- Action item:
Please, could you print all the lines below exactly, leaving out the pictures?

- Data shown:
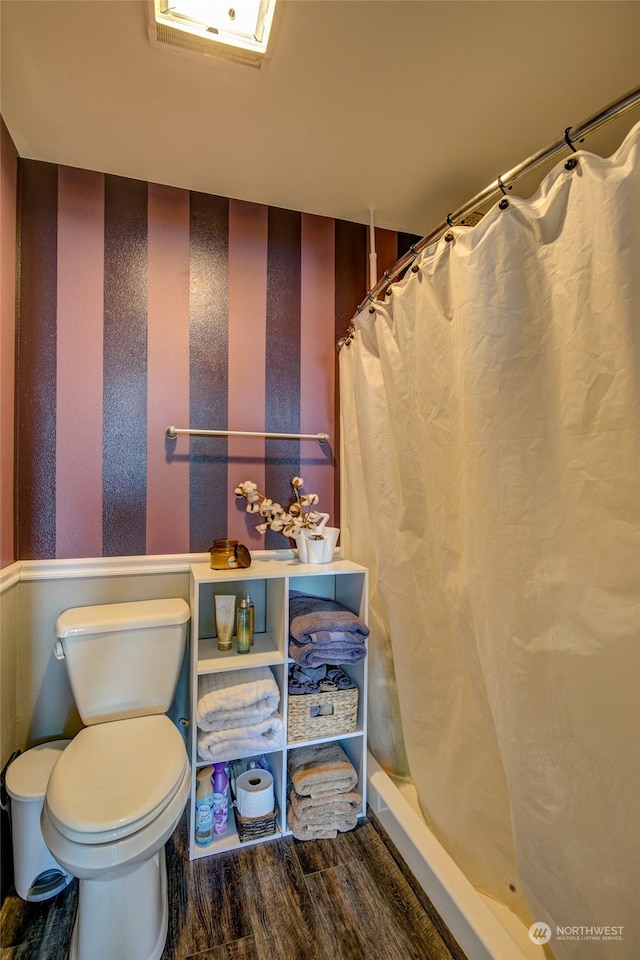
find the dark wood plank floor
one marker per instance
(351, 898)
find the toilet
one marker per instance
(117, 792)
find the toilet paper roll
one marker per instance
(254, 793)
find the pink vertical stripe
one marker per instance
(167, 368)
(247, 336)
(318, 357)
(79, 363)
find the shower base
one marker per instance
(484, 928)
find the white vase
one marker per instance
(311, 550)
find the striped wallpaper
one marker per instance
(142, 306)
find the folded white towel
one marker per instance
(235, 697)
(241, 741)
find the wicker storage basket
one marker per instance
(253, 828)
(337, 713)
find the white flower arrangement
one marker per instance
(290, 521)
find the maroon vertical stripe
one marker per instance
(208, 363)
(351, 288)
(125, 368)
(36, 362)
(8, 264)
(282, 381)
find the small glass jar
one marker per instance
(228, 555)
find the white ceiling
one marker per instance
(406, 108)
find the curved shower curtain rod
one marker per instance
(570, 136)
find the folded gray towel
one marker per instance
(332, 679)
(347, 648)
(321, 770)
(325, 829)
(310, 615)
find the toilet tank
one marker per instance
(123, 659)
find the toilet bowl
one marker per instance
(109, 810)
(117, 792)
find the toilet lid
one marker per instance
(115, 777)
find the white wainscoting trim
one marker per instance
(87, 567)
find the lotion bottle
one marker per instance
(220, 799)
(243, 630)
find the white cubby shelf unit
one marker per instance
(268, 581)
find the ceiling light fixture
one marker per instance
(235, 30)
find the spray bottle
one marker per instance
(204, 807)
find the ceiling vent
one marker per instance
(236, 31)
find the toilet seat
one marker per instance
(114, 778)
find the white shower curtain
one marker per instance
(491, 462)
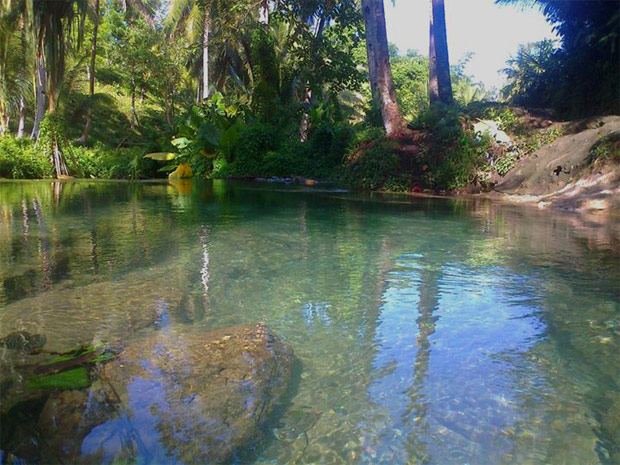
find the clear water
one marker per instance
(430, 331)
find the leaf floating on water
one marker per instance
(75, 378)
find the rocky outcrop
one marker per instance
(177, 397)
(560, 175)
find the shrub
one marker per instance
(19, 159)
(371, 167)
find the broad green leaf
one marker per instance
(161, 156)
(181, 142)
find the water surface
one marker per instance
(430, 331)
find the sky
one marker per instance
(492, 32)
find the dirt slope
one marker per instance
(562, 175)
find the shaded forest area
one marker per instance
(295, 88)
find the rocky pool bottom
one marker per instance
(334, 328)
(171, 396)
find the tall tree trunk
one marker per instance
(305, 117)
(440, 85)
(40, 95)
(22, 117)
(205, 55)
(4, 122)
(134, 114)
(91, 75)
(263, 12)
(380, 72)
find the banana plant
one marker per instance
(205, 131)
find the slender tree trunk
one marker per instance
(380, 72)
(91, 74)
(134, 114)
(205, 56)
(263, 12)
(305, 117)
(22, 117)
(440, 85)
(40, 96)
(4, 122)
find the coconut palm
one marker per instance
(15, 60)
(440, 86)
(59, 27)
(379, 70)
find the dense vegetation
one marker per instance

- Solution:
find the dark wood plank floor
one marker per instance
(351, 898)
find the toilet
one marker per instance
(117, 792)
find the toilet paper roll
one marker per instance
(254, 793)
find the pink vertical stripe
one marker per instance
(167, 368)
(247, 336)
(318, 357)
(79, 363)
find the shower base
one marker per instance
(484, 928)
find the white vase
one marker per instance
(311, 550)
find the striped wallpaper
one marker per instance
(142, 306)
find the folded white towel
one marker per instance
(235, 697)
(241, 741)
find the wicker storage basket
one marker per instance
(253, 828)
(337, 713)
find the white flower arrangement
one marker per instance
(290, 521)
find the maroon vertical stripe
one marker per instance
(208, 363)
(351, 288)
(125, 368)
(36, 362)
(8, 264)
(282, 381)
find the small glass jar
one marker per instance
(228, 555)
find the white ceiling
one marker per instance
(406, 108)
find the curved shower curtain rod
one marker per instance
(570, 136)
find the folded gray towel
one marker per instance
(332, 679)
(347, 648)
(321, 770)
(325, 829)
(310, 615)
find the toilet tank
one marker per instance
(123, 659)
find the toilet bowl
one marker per instance
(109, 810)
(117, 792)
find the toilet lid
one marker per instance
(115, 777)
find the white wainscoting trim
one marker per instance
(87, 567)
find the lotion bottle
one marker per instance
(220, 799)
(243, 630)
find the white cubby shelf unit
one marker per instance
(268, 581)
find the ceiling light fixture
one marker per instance
(235, 30)
find the spray bottle
one marker per instance
(204, 807)
find the ceiling vent
one marker per instance
(236, 31)
find the toilet seat
one marker per instance
(114, 778)
find the white shower curtain
one marker per instance
(491, 462)
find the clear water
one marker per instance
(430, 331)
find the leaf floating on water
one marker per instance
(75, 378)
find the rocky outcrop
one marker per instance
(177, 397)
(560, 175)
find the shrub
one marker per instance
(19, 159)
(371, 167)
find the broad green leaf
one marker per instance
(161, 156)
(181, 142)
find the water surface
one marker per instance
(430, 331)
find the sky
one marker per instance
(492, 32)
find the dirt slope
one marker per instance
(562, 175)
find the shaded forest area
one marker per instance
(295, 88)
find the rocky pool bottom
one marker per instance
(334, 328)
(171, 396)
find the tall tree trunk
one marker per instance
(305, 117)
(440, 85)
(40, 95)
(22, 117)
(205, 55)
(4, 122)
(134, 114)
(91, 75)
(263, 12)
(380, 72)
find the banana plant
one marker per instance
(205, 131)
find the slender tree trunk
one marker per instance
(380, 72)
(91, 74)
(134, 114)
(205, 56)
(263, 12)
(305, 117)
(22, 117)
(440, 85)
(40, 96)
(4, 122)
find the coconut palm
one marker per instance
(15, 60)
(440, 86)
(59, 27)
(379, 70)
find the dense vegetation
one marker per instance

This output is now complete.